◆ **What the exercise asks**: Reproduce the data word for word from its first line through the line containing "87L97 59L80 58L79", including both of those lines.

◆ **Supplied material**:
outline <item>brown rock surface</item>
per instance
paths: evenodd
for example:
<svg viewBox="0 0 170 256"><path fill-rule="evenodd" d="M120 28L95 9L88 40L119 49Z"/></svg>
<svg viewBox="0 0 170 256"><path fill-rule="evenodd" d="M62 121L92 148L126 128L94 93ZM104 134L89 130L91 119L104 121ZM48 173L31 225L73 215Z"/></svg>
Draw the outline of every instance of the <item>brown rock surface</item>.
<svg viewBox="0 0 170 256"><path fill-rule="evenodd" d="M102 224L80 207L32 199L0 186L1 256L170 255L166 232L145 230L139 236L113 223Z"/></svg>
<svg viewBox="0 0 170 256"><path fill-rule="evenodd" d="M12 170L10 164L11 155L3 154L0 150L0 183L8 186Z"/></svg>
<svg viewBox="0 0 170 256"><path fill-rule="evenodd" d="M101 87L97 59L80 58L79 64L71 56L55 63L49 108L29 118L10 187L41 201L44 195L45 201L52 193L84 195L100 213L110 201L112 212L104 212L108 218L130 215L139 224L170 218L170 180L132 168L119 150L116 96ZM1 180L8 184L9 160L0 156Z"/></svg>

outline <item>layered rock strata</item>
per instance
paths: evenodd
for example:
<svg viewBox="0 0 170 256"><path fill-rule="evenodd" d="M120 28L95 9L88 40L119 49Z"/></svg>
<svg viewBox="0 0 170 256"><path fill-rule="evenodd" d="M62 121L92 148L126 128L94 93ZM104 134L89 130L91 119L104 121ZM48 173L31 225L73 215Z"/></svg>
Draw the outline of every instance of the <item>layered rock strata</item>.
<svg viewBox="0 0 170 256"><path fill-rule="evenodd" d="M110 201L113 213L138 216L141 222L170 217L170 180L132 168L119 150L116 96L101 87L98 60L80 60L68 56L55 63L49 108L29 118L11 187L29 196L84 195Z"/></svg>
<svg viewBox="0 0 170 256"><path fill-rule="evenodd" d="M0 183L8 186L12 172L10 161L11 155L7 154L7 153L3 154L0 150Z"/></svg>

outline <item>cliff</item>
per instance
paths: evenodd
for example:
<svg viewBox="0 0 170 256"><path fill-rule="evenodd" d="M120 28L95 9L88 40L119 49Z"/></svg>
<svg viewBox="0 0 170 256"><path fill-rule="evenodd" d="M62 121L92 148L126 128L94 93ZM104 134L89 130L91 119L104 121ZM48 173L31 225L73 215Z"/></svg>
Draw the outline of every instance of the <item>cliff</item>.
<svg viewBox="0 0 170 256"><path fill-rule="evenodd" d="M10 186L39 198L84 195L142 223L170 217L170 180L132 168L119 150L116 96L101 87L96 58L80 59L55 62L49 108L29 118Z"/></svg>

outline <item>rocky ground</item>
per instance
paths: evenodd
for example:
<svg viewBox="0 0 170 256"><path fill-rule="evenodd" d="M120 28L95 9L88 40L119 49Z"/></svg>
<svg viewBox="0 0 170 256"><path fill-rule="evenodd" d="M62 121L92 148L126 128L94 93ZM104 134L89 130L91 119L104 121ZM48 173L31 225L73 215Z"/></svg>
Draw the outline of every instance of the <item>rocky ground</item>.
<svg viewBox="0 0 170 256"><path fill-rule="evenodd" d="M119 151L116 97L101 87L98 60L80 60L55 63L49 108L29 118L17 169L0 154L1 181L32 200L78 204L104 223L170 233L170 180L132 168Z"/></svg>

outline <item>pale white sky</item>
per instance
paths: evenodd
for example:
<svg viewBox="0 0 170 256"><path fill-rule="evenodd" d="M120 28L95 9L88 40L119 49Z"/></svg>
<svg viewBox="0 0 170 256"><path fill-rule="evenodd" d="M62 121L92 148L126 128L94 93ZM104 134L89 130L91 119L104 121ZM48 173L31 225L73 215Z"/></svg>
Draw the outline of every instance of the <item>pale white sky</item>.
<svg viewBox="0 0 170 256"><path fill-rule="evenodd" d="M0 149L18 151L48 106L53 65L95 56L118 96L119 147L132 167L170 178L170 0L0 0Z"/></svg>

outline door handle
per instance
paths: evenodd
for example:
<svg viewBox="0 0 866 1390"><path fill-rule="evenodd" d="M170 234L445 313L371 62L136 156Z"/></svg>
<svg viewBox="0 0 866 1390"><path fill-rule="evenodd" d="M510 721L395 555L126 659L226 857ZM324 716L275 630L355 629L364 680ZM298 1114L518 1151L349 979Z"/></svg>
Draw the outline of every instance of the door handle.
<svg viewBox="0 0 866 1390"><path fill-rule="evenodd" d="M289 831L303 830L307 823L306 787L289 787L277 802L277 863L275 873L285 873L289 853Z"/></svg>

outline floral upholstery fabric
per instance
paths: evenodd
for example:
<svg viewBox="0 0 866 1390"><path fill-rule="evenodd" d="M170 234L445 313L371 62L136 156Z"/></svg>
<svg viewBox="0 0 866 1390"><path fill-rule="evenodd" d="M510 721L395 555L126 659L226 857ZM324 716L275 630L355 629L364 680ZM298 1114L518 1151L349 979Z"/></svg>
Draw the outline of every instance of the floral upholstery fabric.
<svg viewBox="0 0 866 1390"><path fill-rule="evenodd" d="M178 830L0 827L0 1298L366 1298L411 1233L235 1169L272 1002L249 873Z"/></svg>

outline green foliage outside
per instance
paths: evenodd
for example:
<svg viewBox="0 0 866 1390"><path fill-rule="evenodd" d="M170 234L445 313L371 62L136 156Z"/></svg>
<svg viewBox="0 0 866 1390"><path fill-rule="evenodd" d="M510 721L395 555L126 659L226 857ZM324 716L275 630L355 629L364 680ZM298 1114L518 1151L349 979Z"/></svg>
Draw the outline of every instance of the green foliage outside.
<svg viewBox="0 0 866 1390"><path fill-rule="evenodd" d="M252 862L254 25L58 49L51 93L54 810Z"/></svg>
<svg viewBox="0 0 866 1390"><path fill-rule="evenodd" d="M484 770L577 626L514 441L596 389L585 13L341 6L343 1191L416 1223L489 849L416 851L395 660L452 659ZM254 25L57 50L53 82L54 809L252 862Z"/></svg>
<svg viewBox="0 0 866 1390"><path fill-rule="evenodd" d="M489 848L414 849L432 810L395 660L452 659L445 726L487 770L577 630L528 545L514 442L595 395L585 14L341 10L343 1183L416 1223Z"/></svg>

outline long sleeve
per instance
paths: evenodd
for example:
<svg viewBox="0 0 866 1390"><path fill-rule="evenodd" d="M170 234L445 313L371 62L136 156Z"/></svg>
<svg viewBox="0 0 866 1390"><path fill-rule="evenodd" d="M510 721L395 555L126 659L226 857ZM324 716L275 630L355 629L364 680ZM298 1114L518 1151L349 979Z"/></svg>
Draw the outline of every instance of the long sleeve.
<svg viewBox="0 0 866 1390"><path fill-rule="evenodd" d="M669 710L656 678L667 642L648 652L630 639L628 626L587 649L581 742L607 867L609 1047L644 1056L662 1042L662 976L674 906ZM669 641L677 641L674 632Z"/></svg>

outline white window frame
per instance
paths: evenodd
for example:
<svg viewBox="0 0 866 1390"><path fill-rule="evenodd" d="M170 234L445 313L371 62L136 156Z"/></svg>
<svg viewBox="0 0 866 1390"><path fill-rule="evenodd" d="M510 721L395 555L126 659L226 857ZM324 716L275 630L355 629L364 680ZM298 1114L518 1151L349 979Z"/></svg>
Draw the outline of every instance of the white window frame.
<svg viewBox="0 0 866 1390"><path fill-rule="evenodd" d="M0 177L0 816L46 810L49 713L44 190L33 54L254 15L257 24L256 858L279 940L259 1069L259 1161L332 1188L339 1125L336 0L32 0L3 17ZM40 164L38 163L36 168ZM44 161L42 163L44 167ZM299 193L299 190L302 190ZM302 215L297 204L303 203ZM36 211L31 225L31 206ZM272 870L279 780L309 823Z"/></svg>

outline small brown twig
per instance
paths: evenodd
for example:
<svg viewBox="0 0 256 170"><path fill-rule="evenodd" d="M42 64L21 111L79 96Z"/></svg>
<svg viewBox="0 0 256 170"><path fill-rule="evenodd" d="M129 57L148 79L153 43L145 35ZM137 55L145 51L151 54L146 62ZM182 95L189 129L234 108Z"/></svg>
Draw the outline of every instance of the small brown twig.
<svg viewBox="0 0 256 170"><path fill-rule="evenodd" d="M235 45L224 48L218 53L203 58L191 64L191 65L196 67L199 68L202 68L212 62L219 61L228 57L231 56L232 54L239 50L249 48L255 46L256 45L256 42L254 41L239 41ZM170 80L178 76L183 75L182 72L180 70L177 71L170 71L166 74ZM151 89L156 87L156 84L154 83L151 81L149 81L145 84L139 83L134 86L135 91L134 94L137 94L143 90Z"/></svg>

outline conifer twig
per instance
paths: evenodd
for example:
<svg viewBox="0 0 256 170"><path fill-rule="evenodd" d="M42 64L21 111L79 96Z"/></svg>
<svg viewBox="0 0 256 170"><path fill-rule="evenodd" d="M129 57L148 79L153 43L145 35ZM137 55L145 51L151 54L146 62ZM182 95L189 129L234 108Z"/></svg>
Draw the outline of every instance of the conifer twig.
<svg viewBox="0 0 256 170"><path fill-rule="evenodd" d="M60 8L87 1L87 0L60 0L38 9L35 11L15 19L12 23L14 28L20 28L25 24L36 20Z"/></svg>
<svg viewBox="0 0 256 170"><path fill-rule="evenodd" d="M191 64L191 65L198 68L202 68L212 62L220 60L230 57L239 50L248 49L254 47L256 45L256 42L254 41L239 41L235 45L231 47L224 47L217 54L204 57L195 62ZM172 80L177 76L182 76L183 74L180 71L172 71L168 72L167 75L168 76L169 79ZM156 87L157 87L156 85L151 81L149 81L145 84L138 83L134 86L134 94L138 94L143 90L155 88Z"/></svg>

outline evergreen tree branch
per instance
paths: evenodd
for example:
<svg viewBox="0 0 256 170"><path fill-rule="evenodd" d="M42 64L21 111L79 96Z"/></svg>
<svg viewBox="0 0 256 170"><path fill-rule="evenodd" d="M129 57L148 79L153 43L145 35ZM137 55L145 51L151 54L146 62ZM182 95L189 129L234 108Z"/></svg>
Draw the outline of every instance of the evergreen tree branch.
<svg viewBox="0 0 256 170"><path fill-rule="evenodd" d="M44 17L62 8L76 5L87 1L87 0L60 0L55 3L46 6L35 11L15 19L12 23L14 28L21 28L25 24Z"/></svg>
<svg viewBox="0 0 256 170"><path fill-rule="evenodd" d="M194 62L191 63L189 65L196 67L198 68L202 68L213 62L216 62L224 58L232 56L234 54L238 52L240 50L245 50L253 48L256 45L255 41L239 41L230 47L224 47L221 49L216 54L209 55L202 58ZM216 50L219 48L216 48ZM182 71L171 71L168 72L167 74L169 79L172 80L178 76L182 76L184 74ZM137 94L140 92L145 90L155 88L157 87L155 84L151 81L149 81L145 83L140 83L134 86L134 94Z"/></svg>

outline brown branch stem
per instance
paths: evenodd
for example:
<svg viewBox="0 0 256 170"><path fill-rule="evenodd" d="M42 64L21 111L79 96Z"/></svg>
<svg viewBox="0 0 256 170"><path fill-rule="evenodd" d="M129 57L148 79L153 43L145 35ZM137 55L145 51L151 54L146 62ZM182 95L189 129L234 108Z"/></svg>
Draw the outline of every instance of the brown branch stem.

◆ **Completed exercise**:
outline <item>brown rock surface</item>
per instance
paths: evenodd
for example:
<svg viewBox="0 0 170 256"><path fill-rule="evenodd" d="M120 28L95 9L88 40L119 49Z"/></svg>
<svg viewBox="0 0 170 256"><path fill-rule="evenodd" d="M62 121L92 148L126 128L94 93ZM104 134L89 130L91 119L104 121ZM48 173L31 225L73 215Z"/></svg>
Draw the outline of every instance of the <item>brown rock surface</item>.
<svg viewBox="0 0 170 256"><path fill-rule="evenodd" d="M102 224L80 207L32 199L0 186L1 256L170 255L166 232L145 230L139 236L113 223Z"/></svg>
<svg viewBox="0 0 170 256"><path fill-rule="evenodd" d="M12 170L10 164L11 155L3 154L0 150L0 183L8 186Z"/></svg>
<svg viewBox="0 0 170 256"><path fill-rule="evenodd" d="M101 87L97 59L80 58L79 64L71 56L55 63L49 108L29 118L10 187L41 201L44 195L45 201L52 193L84 195L100 213L110 201L112 212L104 212L108 218L130 215L139 224L170 218L170 180L132 168L119 150L116 96ZM1 180L8 184L9 160L0 156Z"/></svg>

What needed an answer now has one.